Copy every line from the records below that holds the word "pixel".

(Region pointing data)
______________________________
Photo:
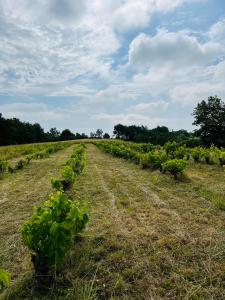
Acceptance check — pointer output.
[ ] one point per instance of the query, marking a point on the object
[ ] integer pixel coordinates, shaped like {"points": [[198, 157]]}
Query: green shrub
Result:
{"points": [[222, 158], [68, 176], [28, 158], [170, 147], [20, 164], [180, 152], [50, 232], [11, 169], [197, 154], [77, 163], [3, 166], [5, 279], [57, 184], [153, 160], [174, 166]]}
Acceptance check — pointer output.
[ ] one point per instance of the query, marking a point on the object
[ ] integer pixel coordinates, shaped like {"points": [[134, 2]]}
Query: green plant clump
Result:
{"points": [[68, 176], [50, 232], [174, 166], [222, 158], [3, 166], [5, 279], [20, 164]]}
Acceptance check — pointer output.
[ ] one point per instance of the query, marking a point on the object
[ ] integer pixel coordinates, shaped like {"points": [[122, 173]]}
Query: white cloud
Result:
{"points": [[132, 15], [149, 108], [31, 111], [130, 119], [217, 31], [171, 48]]}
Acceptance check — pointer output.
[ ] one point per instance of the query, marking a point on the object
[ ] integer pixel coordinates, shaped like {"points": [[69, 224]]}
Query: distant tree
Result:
{"points": [[99, 133], [67, 135], [106, 136], [210, 118], [53, 134], [92, 135]]}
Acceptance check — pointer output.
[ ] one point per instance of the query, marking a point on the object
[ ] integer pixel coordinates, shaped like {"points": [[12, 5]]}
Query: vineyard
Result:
{"points": [[112, 220]]}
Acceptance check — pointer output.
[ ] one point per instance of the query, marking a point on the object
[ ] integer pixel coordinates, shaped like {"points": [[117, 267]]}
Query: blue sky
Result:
{"points": [[85, 65]]}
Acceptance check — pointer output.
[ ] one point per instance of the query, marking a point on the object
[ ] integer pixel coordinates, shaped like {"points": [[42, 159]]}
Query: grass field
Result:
{"points": [[149, 236]]}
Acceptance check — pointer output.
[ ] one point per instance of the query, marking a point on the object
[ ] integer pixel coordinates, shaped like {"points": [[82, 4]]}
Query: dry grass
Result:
{"points": [[149, 237]]}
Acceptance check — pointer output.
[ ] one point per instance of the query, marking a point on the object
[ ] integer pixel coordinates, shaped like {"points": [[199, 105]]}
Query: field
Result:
{"points": [[149, 236]]}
______________________________
| Reply to the task |
[ ] integer pixel coordinates, shaped like {"points": [[198, 157]]}
[ ] integer pixel coordinates, shaped like {"points": [[134, 2]]}
[ ] integer pixel coordinates, shaped like {"points": [[122, 173]]}
[ ] integer pixel coordinates, shaped like {"points": [[69, 224]]}
[ ] integer pixel coordinates, shaped like {"points": [[12, 5]]}
[ ] integer pixel coordinates, shaped like {"points": [[117, 267]]}
[ ] integer pixel coordinates, shaped like {"points": [[42, 159]]}
[ ] integer pixel coordinates, shaped like {"points": [[82, 4]]}
[ ] integer pixel coordinates, shaped like {"points": [[199, 105]]}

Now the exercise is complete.